:: ARTICLE ::
--- start ---
Edward Elgar’s birthday a few days ago was an excuse to give 50007 a spin on the layout. The prototype was painted in Great Western green to celebrate the 150th anniversary of the GWE in 1985.The repaint and renaming was somewhat controversial in some quarters, earning the locomotive the nickname of “Snotvac”. It survives in perservation, although it’s currently running in its earlier guise of “Hercules”.
The model is one of the oldest on the layout, resprayed and detailed by Chris Marchant of CJM something like 25 years ago. This one’s still running on the original Farish 5-pole chassis; one of the early ones with nylon gears that therefore still runs. The coaches are very much newer; a rake of the the recently-introduced Farish Mk2as.
In contrast, the newest addiion to the fleet is one of Graham Farish’s newly retooled 31s. No 5826 was one of a handful of locomotives outshopped in the late sixties in an unusual interim livery, still wearing the original green but with full yellow ends and BR double arrow logos normally applied to locomotives repainted into BR blue.
5826 was one of the locomotives transferred to the Western Region at the beginning of the 1970s to replace the WR’s non-standard diesel-hydraulic fleet. It was running in this livery in 1973, representing an earlier era to the 1980s class 50, but ideal to run alongside the hydraulics. Here it’s pulling a very mixed parcels train, typical of the sort of duties these medium-power locomotives found themselves working during the 70s.
Dapol’s blue N gauge “Westerns” have arrived! Just like the limited edition Desert Sand “Western Enterprise” it’s an excellent model of an iconic locomotive. Along with the earlier Dapol class 22s and Hymeks, and the Farish Warship, all the major BR Western Region diesel-hydraulics are now available in N gauge, which ought to spawn a few 60s/70s WR layouts. The only missing loco is the short-lived D600 class, and I’m not sure a five-strong class that spend much of their short lives confined to Cornwall would be popular enough to warrant a ready-to-run model.
The Dapol loco is the one in the foreground. The locomotive behind hauling the milk tankers is an old CJM respray of a Poole-era Farish model. It actually stands up remarkably well considering how old it is. It’s nowhere near as detailed, and with innacurate bogies due to re-use of the class 50 chassis, but I think it’s still good enough to run on the same layout as the new Dapol model. A tribute to Chris Marchant’s skill as a modeller.
Given how many of my older Farish locos have died due to split years, it’s a pleasant surprise to find it still runs.
--- end ---
:: DATA LINES ::
--- start ---
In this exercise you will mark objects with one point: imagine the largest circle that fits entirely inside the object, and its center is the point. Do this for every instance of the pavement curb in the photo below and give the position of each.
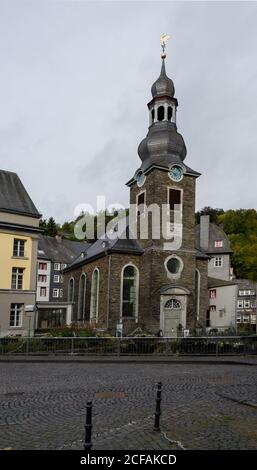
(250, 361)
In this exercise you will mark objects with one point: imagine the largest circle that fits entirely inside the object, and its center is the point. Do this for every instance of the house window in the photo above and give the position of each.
--- end ---
--- start ---
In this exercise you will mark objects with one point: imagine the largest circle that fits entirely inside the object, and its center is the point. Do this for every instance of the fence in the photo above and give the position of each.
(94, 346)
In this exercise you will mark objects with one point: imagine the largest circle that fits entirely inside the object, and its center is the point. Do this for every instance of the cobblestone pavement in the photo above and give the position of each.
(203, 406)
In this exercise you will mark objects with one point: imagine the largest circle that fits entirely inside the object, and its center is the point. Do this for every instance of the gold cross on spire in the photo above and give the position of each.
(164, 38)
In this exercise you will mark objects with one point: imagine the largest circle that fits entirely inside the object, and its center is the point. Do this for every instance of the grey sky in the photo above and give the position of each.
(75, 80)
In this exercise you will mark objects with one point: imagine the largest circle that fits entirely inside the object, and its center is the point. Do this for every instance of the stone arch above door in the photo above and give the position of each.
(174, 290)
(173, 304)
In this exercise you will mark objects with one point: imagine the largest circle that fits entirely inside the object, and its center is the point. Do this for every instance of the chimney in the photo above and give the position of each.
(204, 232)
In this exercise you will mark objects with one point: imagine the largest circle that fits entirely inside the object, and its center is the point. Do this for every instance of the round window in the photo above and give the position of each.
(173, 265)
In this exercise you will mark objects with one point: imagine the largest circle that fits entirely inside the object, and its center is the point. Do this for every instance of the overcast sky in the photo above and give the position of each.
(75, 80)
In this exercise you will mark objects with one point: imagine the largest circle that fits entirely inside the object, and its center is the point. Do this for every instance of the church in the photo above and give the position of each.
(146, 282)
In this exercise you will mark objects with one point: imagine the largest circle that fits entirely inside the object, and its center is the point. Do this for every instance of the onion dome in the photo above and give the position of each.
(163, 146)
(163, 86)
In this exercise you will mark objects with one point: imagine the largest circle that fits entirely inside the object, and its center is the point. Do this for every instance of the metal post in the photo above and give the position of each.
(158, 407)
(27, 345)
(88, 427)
--- end ---
--- start ---
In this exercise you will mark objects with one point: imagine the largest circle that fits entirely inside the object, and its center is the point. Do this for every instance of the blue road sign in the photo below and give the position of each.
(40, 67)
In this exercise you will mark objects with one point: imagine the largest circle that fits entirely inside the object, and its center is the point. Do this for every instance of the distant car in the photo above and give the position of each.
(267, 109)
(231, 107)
--- end ---
:: PROBLEMS ::
- 1) Reproduce the passage of the N gauge layout post that begins at the words "The Dapol loco" and stops after "as a modeller.".
- 2) Continue the post about N gauge locomotives on the layout, starting after its final sentence.

:: SET OF ANSWERS ::
- 1)
The Dapol loco is the one in the foreground. The locomotive behind hauling the milk tankers is an old CJM respray of a Poole-era Farish model. It actually stands up remarkably well considering how old it is. It’s nowhere near as detailed, and with innacurate bogies due to re-use of the class 50 chassis, but I think it’s still good enough to run on the same layout as the new Dapol model. A tribute to Chris Marchant’s skill as a modeller.

- 2)
Now I’ve taken delivery of another shipment of Kato Unitrack, all the track in the main line fiddle yard is down. It it’s current incarnation there are six roads using Kato #6 points and some 282mm radius curves to keep the track spacing tight. The tracks are in excess of ten feet in length, meaning there’s space for two trains in each road at least when running in British-outline mode.
Experience will tell if this formation will work; it’s accepable for a parade-of-trains approach but won’t allow realistic timetabled operation because it lacks the ability to reverse trains. I’ve drawn up an alternative scheme with eight roads and trailing crossovers at each end which will allow end-to-end style operation as well. That may end up reducing capacity slightly because all the additional pointwork at each end will take up more space, but will gain a lot in operational flexibility.
The three locomotives are again CJM models acquired during the 1990s, repainted and detailed Farish shells on CJM Saturn chassis. The trains are three iconic (for me at any rate) late-80s Cornish trains, the “Night Riviera”, the West of England TPO and the afternoon St.Blazey to Gloucester Speedlink.
Now I’ve got some track down on the layout, a few older models are coming out of storage.
These three class 47 locomotives all carry liveries from the early 1990s, and represented the current scene at the time I obtained them. They’re all hand-finished models from CJM, all three based on detailed Graham Farish shells mounted on the (then) superior Minitrix chassis. Despite having been stored for a decade, all three ran straight out of the box, with only 47708 (the one in Network South-East livery) running slighly jerkily, probably down to dirty pickups.
I’m wondering how many of my old Farish models of similar vintage still run, and how many have died due to split gears. The big question now is how many older models are worth resurrecting, and how many should be retired in favour of newer more accurate products coming from Bachmann and Dapol.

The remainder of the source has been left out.